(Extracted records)

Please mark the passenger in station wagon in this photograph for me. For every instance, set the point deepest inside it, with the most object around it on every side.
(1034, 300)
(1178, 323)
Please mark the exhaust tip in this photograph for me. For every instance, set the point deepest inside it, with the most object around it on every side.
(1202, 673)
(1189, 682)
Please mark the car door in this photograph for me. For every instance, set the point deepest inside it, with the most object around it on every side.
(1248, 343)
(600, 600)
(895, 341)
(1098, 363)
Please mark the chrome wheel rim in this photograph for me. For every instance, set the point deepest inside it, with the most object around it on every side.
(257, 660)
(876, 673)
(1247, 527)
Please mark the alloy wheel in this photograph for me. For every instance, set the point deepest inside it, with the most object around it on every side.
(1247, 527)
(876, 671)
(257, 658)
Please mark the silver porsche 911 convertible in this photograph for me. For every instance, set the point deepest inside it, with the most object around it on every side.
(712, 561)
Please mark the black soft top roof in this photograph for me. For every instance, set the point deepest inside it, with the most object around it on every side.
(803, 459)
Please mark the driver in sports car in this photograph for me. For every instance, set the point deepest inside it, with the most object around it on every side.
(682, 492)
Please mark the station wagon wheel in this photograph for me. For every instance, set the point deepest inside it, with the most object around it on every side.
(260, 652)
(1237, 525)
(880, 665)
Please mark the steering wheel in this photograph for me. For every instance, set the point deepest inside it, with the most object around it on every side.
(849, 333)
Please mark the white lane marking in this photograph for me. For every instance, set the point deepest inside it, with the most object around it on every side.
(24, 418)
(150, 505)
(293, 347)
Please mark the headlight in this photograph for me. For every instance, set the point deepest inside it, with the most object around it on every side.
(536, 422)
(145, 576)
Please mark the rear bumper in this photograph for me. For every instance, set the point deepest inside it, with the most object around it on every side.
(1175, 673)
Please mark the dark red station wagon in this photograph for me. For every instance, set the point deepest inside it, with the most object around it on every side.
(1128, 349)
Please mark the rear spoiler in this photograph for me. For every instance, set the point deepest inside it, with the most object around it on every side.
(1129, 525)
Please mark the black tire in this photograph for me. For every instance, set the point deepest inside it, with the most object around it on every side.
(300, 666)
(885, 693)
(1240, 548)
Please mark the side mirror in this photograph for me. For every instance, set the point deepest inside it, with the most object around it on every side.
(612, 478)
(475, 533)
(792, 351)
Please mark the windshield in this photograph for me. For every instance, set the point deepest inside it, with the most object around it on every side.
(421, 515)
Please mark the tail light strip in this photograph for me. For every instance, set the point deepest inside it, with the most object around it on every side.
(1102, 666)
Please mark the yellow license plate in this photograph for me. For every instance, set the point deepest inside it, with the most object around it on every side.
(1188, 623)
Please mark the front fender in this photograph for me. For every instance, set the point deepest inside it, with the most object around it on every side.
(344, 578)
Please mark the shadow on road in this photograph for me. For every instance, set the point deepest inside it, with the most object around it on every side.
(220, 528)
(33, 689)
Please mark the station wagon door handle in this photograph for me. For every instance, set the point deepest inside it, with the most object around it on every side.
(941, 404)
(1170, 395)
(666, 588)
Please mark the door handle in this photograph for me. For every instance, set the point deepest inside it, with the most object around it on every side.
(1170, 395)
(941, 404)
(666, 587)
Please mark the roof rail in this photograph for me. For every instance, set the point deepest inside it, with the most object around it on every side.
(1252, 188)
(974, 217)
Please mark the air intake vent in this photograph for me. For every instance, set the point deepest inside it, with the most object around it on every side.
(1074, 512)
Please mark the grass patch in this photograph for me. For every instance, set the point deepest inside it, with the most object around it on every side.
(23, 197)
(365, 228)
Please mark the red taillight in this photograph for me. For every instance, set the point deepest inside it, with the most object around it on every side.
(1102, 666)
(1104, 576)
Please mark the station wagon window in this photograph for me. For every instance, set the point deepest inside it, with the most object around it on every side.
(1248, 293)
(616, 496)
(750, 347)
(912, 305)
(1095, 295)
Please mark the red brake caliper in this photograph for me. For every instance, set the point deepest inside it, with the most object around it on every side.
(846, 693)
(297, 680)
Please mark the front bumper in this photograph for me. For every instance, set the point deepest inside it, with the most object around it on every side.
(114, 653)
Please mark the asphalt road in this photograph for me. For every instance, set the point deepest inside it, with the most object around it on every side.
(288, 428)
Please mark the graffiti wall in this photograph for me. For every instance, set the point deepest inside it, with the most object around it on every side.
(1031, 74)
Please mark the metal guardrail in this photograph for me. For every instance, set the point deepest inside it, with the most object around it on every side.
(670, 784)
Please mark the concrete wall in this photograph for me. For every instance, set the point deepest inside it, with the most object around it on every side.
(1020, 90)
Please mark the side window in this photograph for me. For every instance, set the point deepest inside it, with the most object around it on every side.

...

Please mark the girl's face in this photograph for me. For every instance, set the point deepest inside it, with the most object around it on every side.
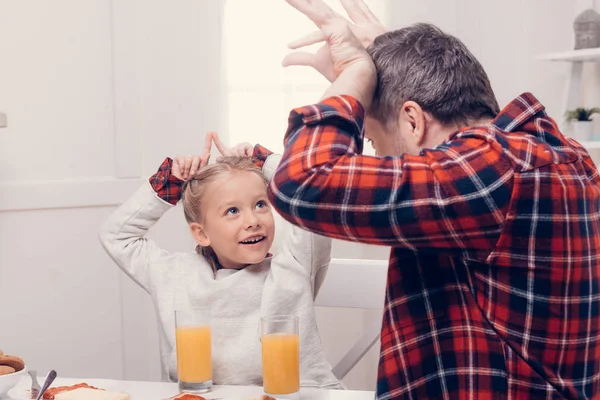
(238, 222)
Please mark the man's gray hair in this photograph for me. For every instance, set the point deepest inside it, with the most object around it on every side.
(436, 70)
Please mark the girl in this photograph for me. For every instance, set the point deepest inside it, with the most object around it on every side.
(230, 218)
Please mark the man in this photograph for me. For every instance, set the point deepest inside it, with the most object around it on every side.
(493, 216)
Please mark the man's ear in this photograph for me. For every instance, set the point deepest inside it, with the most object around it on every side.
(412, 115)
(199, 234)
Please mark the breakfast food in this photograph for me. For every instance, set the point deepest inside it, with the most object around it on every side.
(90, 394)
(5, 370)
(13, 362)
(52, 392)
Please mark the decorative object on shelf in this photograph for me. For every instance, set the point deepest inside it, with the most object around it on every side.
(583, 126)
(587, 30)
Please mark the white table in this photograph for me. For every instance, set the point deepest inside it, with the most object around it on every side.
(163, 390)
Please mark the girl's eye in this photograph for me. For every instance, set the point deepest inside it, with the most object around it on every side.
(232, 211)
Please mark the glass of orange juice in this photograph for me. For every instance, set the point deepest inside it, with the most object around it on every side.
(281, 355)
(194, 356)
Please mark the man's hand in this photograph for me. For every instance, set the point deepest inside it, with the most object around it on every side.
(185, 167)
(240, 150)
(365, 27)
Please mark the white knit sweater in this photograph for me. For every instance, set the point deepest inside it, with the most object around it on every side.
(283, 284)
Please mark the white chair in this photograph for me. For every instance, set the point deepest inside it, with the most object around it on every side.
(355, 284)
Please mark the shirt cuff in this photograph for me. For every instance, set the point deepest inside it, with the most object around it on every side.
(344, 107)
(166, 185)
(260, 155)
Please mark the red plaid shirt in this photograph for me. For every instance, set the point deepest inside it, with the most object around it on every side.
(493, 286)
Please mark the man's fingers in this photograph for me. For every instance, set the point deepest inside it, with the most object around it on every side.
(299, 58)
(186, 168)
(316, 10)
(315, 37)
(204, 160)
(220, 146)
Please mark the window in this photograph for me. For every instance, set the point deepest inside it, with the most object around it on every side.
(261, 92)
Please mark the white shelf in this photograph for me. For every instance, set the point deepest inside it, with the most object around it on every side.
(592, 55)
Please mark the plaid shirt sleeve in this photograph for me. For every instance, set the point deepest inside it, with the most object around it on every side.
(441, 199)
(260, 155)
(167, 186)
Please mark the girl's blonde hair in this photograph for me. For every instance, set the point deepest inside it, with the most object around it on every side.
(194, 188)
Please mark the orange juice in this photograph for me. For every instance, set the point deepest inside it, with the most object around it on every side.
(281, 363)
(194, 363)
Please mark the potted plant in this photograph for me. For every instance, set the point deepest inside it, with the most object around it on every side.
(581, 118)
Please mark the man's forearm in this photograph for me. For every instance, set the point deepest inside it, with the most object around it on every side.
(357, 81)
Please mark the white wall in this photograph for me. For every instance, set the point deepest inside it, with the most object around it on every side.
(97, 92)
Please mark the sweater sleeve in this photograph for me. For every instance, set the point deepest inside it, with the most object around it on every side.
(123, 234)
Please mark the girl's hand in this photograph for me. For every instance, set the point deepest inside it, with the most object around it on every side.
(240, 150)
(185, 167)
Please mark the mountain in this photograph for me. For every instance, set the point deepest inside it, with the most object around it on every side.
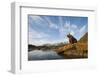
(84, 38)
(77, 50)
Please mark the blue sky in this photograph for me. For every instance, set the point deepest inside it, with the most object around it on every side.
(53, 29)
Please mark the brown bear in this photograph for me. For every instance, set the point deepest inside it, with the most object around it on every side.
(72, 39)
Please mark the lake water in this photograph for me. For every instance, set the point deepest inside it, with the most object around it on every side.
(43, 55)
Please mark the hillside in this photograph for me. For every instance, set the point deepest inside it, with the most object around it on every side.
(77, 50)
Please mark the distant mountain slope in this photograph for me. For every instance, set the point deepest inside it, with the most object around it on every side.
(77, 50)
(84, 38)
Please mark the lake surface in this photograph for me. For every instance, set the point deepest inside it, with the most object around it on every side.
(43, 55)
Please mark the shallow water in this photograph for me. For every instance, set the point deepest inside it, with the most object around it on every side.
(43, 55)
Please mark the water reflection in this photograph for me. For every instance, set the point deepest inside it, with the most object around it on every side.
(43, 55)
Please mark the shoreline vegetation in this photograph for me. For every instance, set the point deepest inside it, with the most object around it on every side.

WHAT YOU HAVE TO DO >>
Rewrite the entries starting at the line containing "Please mark the shallow" and ending at the line containing "Please mark the shoreline", replacing every "photograph" with "image" and leaving all else unchanged.

RESPONSE TO THIS EXERCISE >>
Please mark the shallow water in this image for me. For every instance, set the point deepest inside it, with the most object around it on every side.
(43, 55)
Please mark the water reflection in this image for me. For every instance, set the point deepest inside it, with the most object around it on every side.
(43, 55)
Please mark the shoreline vegetation in this image for me. For every instance, set the point deepest inside it, with the most object around it on every side.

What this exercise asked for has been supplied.